*INFORMATION SHOWN*.
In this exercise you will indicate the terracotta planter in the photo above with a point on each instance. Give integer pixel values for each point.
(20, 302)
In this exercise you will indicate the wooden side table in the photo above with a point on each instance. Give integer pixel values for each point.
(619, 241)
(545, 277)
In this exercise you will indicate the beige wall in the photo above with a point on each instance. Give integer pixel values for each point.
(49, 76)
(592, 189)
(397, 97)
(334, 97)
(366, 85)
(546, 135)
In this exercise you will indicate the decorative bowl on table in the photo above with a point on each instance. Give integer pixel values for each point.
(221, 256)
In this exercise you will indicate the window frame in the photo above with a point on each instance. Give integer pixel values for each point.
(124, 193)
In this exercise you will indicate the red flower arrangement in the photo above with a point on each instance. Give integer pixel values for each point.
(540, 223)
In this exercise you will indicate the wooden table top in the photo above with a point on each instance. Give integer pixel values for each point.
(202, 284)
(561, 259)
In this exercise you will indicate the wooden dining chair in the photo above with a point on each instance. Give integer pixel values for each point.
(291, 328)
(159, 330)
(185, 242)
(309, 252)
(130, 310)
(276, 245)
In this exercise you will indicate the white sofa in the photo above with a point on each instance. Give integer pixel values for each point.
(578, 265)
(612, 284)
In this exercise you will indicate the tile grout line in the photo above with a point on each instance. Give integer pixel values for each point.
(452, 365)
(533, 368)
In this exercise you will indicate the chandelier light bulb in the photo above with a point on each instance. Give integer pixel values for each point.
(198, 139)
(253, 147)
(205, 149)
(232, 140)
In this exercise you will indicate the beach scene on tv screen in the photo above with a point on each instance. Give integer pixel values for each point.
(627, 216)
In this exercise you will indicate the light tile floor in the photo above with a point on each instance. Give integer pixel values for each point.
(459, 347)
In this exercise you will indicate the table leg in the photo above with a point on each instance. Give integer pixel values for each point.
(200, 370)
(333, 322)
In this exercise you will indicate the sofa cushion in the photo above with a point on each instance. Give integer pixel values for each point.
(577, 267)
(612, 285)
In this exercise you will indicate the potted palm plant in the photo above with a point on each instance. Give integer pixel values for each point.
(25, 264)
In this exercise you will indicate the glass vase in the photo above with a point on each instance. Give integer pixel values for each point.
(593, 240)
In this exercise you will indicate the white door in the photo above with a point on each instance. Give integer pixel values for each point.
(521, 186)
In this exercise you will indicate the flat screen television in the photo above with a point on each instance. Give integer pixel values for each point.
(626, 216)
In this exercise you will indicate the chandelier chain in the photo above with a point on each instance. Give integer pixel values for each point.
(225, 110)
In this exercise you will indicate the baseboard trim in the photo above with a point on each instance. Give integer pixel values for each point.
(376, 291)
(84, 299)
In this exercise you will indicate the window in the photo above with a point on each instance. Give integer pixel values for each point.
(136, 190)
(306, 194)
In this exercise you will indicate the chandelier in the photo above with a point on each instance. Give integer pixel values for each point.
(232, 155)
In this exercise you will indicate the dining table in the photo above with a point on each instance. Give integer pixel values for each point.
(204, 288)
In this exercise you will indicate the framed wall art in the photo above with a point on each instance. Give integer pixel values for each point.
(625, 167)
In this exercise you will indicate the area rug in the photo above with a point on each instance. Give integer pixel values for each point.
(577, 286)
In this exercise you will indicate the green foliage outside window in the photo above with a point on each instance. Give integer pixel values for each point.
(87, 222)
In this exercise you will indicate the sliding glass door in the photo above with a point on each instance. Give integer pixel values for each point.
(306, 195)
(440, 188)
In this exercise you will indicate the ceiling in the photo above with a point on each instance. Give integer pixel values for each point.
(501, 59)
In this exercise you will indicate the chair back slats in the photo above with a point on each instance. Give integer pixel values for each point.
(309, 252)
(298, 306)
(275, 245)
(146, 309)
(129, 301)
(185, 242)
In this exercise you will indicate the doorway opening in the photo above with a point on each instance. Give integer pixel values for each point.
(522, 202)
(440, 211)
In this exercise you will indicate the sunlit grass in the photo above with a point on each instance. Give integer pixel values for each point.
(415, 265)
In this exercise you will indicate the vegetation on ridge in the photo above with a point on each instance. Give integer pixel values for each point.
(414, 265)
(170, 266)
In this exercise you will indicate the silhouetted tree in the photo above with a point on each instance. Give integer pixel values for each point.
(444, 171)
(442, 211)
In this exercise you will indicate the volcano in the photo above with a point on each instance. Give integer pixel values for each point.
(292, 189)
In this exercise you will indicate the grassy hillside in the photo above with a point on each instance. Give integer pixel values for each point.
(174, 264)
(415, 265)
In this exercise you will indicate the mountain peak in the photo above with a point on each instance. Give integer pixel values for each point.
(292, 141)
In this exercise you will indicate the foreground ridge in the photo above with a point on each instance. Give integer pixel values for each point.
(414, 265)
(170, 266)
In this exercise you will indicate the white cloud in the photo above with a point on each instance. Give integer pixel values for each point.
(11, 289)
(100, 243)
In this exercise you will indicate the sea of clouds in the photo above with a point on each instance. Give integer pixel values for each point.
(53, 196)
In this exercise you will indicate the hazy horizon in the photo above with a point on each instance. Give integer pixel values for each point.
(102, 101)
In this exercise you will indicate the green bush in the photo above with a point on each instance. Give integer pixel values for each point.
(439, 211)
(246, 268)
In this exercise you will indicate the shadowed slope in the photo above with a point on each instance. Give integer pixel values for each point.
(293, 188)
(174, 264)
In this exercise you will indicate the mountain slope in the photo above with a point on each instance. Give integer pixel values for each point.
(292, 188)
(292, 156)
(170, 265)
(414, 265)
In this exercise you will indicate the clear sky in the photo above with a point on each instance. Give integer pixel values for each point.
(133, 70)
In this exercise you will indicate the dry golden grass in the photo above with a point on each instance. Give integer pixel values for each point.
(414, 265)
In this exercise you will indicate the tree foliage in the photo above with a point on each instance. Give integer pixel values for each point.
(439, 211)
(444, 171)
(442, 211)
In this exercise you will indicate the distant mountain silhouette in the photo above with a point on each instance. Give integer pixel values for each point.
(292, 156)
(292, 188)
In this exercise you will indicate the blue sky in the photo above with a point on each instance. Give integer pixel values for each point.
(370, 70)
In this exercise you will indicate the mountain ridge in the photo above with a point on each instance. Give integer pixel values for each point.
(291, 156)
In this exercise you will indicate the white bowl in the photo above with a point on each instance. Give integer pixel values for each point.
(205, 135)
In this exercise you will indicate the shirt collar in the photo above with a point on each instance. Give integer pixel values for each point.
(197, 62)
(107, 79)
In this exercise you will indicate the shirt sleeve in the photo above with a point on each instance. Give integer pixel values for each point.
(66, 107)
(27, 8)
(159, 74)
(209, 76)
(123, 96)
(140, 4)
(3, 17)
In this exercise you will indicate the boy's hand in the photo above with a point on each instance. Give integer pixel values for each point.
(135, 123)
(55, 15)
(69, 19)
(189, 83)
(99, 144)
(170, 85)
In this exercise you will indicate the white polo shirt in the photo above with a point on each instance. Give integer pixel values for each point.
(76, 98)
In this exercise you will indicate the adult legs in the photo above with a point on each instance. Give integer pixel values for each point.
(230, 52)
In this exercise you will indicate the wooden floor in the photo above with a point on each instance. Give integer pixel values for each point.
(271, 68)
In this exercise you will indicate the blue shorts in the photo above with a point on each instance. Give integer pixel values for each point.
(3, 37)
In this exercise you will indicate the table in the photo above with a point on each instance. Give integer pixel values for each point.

*WORK INSTRUCTIONS*.
What you hand back must match the records above exactly.

*OUTPUT OF THE TASK*.
In this exercise you will indicate the terracotta planter in the photo above with a point on each instance. Give integer pixel values for each point.
(20, 302)
In this exercise you will indicate the wooden side table in the photo above with a point on each instance. Give integer pixel values for each point.
(619, 241)
(545, 277)
In this exercise you will indicate the beige wall in the photo above with a point on each instance. Give integer pixel values for each point.
(49, 76)
(592, 189)
(397, 97)
(334, 97)
(366, 85)
(546, 135)
In this exercise you will indicate the decorative bowl on table in the photo above with a point on each instance. Give integer pixel values for each point.
(221, 256)
In this exercise you will indicate the window frame in the photo above with a point on each instance. Give integer pixel values for each point.
(124, 193)
In this exercise you will indicate the red flower arrangement in the photo above with a point on each instance. Give integer pixel values for each point.
(540, 223)
In this exercise you will indicate the wooden table top in the photo above with a point on each instance. Give integer pixel values for each point.
(202, 284)
(561, 259)
In this exercise you will indicate the wooden dining chair in the photo above with a point on each instance. Give integer pixel values for each point.
(291, 328)
(159, 330)
(185, 242)
(309, 252)
(130, 310)
(276, 245)
In this exercise you will indicate the white sofa in the photo above with a point on each instance. Give integer pixel values for each point.
(578, 265)
(612, 284)
In this exercise you will indicate the tile grout line in the photo above with a point on each instance. Give integer pixel values for each point.
(452, 365)
(533, 368)
In this exercise you will indicate the chandelier light bulb in the photo above with a point on each instance. Give integer pixel values for each point.
(198, 139)
(253, 147)
(205, 149)
(232, 140)
In this exercise you will indicate the beach scene on tv screen in the photo above with a point on each instance. Give integer pixel values for each point.
(627, 216)
In this exercise you will indicate the light tile floor in the photo above with a point on each instance. Give integer pixel values for each point.
(459, 347)
In this exercise you will indicate the table leg in the photo above with a point on each instance. Give integer pixel values for each point.
(200, 370)
(333, 322)
In this exercise you will indicate the sofa cushion in the photo above with a point on each instance. Give integer pixel values for each point.
(577, 267)
(612, 285)
In this exercise you will indicate the potted palm plant in the photo above with a point on each instance. Give integer pixel values for each point.
(25, 264)
In this exercise you will indicate the glass vase in the photo above with a point on each instance. Give integer pixel values for each point.
(593, 240)
In this exercise you will indicate the white door in the photo above with a point on each instance. Give integer pixel values for each point.
(521, 186)
In this exercise you will indicate the flat screen television in the photo above with a point on each instance. Give integer pixel values for each point.
(626, 216)
In this exercise you will indicate the chandelier chain in the photo above with a point on each instance. Give integer pixel values for each point.
(225, 110)
In this exercise you will indicate the baseboard trim in the photo above with a point on each instance. Give integer pixel values for each point.
(376, 291)
(84, 299)
In this exercise you will indicate the window in the photo above with a point on each instance. Give integer pixel values for each point.
(136, 190)
(306, 194)
In this exercise you will indicate the chandelier in the photo above with a point on each instance. Give integer pixel values for each point.
(232, 155)
In this exercise you will indicate the dining table in the photo above with a point on each instance. Give integer pixel values for each point.
(204, 288)
In this exercise you will indicate the framed wall art in the photo above with a point on each instance. Give integer pixel values for each point.
(625, 167)
In this exercise you will indicate the area rug in the photo above with a point on each instance. Give integer pixel values for each point.
(577, 286)
In this exercise you will indicate the green foliage outside window in the photo above with a point on each instance. Give integer pixel values for each point.
(87, 222)
In this exercise you will indicate the sliding glass door in the photo above with a point on each instance. Give integer pixel values for each point.
(306, 195)
(440, 188)
In this exercise you will indicate the ceiling in the photo above with a point on each instance. Give integer pixel values for each point.
(501, 59)
In this exercise you will indicate the chair back slats in the photo above with a point on each instance. Give integer pixel values for each point.
(309, 252)
(298, 306)
(275, 245)
(146, 309)
(129, 301)
(185, 242)
In this exercise you will indicate the doorway opening in the photo above with a point on each instance. Give integer pixel values for each point.
(522, 202)
(440, 211)
In this exercise you will indicate the sunlit grass in the photo above with a point on each instance. Give integer pixel values for each point.
(415, 265)
In this exercise you will indicate the vegetation on ridge in the photo above with a point on each instance. Give integer pixel values for each point.
(414, 265)
(170, 266)
In this exercise you will indicate the silhouetted tree in the photo above with a point on each instance. Give integer pixel values for each point.
(444, 171)
(442, 211)
In this exercise you will indicate the volcano in the photo above with a point on each instance. Give integer pixel values for each point.
(292, 189)
In this exercise you will indicate the grassy hillside in the photo above with a point on each instance. Give integer pixel values for each point.
(174, 264)
(415, 265)
In this exercise you will indicate the mountain peak in the photo above with a point on each instance. Give integer pixel values for each point.
(292, 141)
In this exercise you will indicate the foreground ridge in the photo above with a point on each instance. Give integer pixel values for each point.
(414, 265)
(170, 266)
In this exercise you will indicate the white cloud in the photo above with a point on each instance. Give integer pixel values for each point.
(11, 289)
(100, 243)
In this exercise you will indicate the sea of clouds in the photo above with a point on each instance. Give integer pixel values for each point.
(53, 196)
In this exercise you will indicate the hazy horizon in the photo above with a point on each instance. Give integer pixel values for each point.
(102, 101)
In this exercise you will indicate the green bush in the photo above with a point on each instance. Give integer pixel values for each point.
(439, 211)
(246, 268)
In this exercise you will indicate the shadowed slope in the photo above with a point on each instance. Give integer pixel values for each point.
(293, 188)
(174, 264)
In this exercise you will indicate the mountain slope in the photo above with a point on each instance. Give integer pixel values for each point.
(292, 188)
(292, 156)
(170, 265)
(414, 265)
In this exercise you will indicate the clear sky in the photo above with a point on each instance. Give integer pixel values for each point.
(133, 70)
In this exercise you will indicate the dry golden grass in the photo above with a point on each instance. Give integer pixel values for each point.
(414, 265)
In this exercise you will indicate the tree foliage in the photo above with a point on each instance. Give integer pixel values for each point.
(439, 211)
(444, 171)
(442, 211)
In this exercise you will indicate the distant mountain silhouette in the photo above with a point on each instance. Give integer pixel values for each point.
(292, 156)
(292, 188)
In this exercise you will indicate the blue sky in the photo above with a point on each instance. Give integer pixel values for each point.
(370, 70)
In this exercise you will indicate the mountain ridge in the photo above with a point on each instance. Give integer pixel values for each point.
(291, 156)
In this exercise you will indicate the white bowl in the photo above with a point on each instance. Give integer pixel values for each point.
(205, 135)
In this exercise you will indicate the shirt collar in the photo above with a point on each instance. Give integer pixel values for each point.
(197, 62)
(107, 79)
In this exercise you will indicate the shirt sleeve in the photo above with a point on each instance. Give integer pixel values for each point.
(66, 107)
(27, 8)
(159, 74)
(209, 76)
(123, 96)
(140, 4)
(3, 17)
In this exercise you will indicate the boy's hand in the photo above with a point on each instance. Give integer pixel values for each point.
(135, 123)
(55, 15)
(69, 19)
(189, 83)
(99, 144)
(170, 85)
In this exercise you will indicate the white polo shirt in the photo above with a point on each instance. Give integer pixel values for each point.
(76, 98)
In this exercise you will indicate the adult legs in the photo above with a point on each instance. Give integer pixel values for each point.
(230, 52)
In this exercise you will indicate the wooden floor in the photo above with a point on each instance. Give integer pixel values for each point.
(271, 68)
In this exercise you will indicate the blue shorts in the photo above with a point on each instance. Give integer pixel values for each point.
(3, 37)
In this exercise you will indicate the table in the photo above with a point on each instance. Give integer pixel values for each point.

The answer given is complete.